Data shown below:
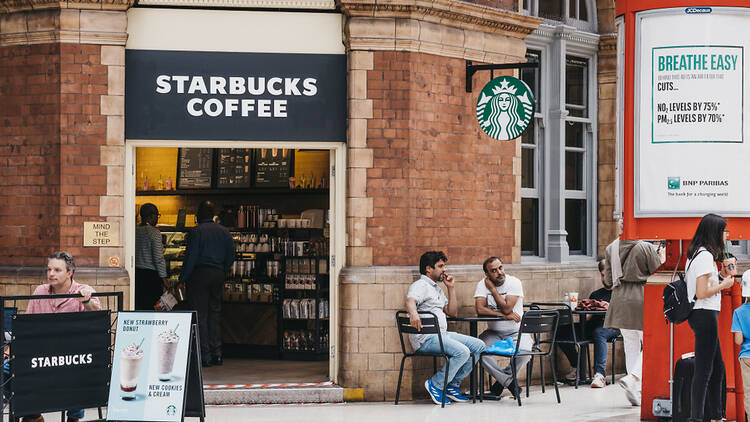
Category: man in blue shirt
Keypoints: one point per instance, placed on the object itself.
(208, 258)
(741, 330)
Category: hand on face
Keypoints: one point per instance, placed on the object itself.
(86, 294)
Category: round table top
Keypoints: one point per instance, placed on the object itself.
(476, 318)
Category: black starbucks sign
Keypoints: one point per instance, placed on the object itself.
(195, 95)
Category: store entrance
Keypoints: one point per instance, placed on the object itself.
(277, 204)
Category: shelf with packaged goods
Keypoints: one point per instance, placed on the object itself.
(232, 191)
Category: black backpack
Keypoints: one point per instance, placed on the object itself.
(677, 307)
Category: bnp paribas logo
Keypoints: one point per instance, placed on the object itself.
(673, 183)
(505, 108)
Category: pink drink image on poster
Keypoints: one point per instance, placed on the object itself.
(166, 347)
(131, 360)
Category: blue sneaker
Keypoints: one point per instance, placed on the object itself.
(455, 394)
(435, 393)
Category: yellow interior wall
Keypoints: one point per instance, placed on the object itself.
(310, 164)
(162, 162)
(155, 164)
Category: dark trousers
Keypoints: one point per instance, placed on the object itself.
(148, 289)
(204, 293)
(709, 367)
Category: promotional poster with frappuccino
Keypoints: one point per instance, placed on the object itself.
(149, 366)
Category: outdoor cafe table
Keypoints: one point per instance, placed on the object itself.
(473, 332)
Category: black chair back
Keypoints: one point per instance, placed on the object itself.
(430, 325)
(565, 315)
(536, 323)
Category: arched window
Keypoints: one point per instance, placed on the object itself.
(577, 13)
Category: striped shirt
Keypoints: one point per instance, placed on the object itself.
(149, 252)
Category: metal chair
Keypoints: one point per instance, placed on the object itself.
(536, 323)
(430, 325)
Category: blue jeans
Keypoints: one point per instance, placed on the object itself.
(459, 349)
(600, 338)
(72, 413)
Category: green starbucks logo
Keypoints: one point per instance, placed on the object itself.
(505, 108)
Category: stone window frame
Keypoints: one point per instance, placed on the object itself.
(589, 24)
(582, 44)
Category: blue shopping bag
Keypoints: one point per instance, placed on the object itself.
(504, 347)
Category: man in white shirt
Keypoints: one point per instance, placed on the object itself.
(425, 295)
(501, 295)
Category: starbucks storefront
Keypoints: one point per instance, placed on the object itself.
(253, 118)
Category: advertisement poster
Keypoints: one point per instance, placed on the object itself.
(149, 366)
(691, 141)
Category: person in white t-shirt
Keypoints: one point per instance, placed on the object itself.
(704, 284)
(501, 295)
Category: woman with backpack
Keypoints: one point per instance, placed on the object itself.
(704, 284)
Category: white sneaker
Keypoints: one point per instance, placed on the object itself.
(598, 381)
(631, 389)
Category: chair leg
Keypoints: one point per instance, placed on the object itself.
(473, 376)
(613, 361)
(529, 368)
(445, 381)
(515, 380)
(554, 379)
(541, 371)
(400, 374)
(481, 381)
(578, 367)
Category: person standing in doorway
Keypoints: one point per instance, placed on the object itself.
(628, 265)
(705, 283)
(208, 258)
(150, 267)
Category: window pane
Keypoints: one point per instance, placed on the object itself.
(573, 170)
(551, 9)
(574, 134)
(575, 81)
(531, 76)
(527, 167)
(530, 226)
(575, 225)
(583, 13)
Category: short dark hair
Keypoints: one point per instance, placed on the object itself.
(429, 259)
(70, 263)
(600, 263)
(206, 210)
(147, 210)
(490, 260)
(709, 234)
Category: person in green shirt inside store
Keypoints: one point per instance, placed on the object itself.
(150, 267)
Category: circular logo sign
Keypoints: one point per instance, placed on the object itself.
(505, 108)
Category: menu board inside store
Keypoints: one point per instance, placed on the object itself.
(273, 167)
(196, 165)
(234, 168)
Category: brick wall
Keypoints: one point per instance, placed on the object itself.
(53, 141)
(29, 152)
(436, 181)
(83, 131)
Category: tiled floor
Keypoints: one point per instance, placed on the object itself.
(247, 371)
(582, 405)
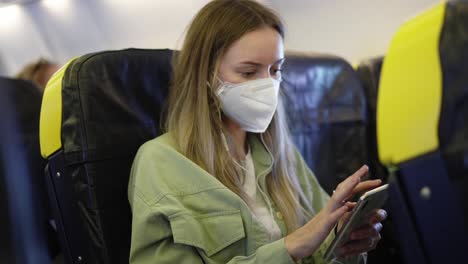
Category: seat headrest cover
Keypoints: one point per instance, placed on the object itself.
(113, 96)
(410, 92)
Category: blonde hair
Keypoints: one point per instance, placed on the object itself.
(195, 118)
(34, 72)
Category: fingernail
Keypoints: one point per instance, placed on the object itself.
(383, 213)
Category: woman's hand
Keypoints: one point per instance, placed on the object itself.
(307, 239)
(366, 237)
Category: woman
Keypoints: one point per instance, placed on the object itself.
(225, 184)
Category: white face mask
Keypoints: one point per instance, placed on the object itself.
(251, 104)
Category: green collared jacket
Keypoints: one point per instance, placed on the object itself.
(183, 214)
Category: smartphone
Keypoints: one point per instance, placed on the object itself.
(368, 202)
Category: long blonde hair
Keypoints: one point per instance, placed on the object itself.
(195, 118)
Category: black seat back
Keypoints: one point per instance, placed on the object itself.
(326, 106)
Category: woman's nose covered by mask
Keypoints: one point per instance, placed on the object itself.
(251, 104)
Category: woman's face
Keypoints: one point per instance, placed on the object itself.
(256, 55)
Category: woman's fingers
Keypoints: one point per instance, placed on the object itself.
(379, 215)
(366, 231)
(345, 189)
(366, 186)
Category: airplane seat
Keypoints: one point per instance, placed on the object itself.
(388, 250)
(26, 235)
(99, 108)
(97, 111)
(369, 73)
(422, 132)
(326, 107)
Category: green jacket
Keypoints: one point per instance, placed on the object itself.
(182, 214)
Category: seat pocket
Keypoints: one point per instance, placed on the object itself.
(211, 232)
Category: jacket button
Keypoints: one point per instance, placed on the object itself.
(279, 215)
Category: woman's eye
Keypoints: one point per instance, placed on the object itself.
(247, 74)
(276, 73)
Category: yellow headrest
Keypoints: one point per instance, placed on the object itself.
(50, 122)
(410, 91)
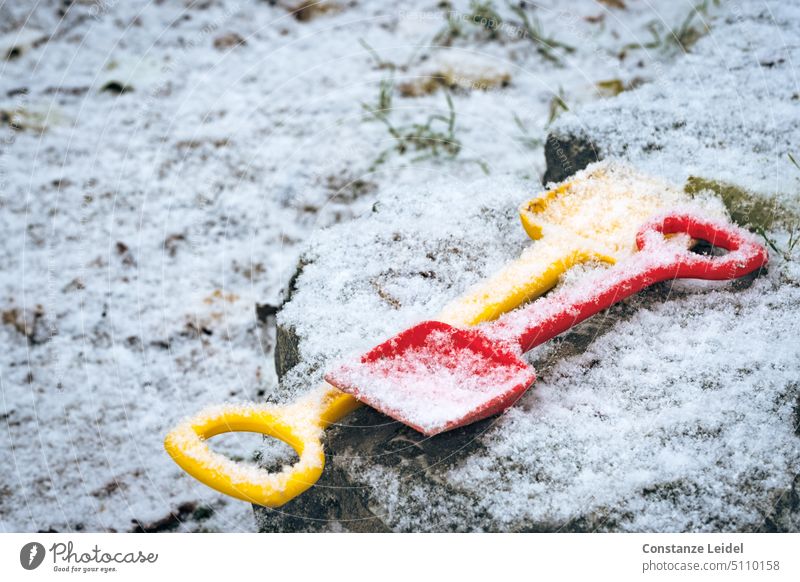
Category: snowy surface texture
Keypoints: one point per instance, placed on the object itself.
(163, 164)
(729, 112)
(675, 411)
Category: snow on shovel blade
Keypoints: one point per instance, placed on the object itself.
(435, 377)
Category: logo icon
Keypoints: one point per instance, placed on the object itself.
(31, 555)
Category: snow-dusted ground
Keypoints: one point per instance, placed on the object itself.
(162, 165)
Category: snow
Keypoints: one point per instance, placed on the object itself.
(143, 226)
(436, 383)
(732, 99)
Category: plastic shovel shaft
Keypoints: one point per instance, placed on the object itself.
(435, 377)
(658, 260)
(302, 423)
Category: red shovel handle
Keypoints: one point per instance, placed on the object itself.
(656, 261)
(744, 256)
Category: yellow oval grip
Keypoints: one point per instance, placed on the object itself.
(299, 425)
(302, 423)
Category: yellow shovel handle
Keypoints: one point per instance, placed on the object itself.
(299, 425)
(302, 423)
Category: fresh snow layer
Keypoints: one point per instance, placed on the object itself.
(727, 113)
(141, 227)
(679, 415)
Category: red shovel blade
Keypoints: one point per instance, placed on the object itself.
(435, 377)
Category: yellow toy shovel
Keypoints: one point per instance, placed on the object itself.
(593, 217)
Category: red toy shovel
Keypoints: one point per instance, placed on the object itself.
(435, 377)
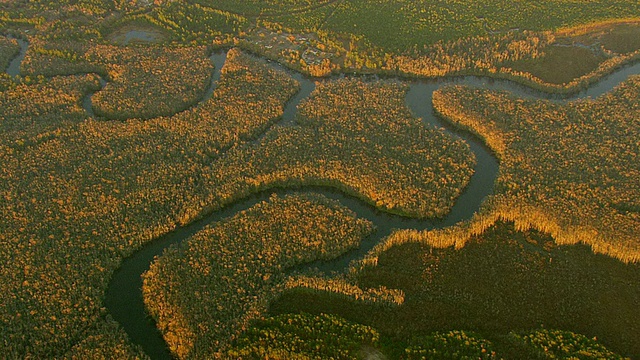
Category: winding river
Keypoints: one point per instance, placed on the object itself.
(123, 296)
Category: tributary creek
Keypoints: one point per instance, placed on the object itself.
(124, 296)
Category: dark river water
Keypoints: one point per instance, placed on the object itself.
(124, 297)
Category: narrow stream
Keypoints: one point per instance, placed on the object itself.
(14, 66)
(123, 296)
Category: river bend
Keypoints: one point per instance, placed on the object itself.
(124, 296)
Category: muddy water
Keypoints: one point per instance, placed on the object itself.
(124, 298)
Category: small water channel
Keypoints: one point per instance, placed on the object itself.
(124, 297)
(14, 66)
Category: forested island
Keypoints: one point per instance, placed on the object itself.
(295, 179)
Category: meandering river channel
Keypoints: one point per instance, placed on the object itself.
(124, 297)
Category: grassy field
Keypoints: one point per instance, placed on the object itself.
End of Data shown.
Among the lines above, find the one with "Category: stone window frame" and the one with "Category: starbucks storefront". Quote both and everything between them, exactly.

Category: stone window frame
Keypoints: one point per instance, placed on the object itself.
(589, 24)
(582, 44)
Category: blue shopping bag
Keypoints: one point per instance, placed on the object itself.
(504, 347)
Category: man in white shirt
Keypoints: one point per instance, placed on the object itself.
(425, 295)
(501, 295)
Category: starbucks storefront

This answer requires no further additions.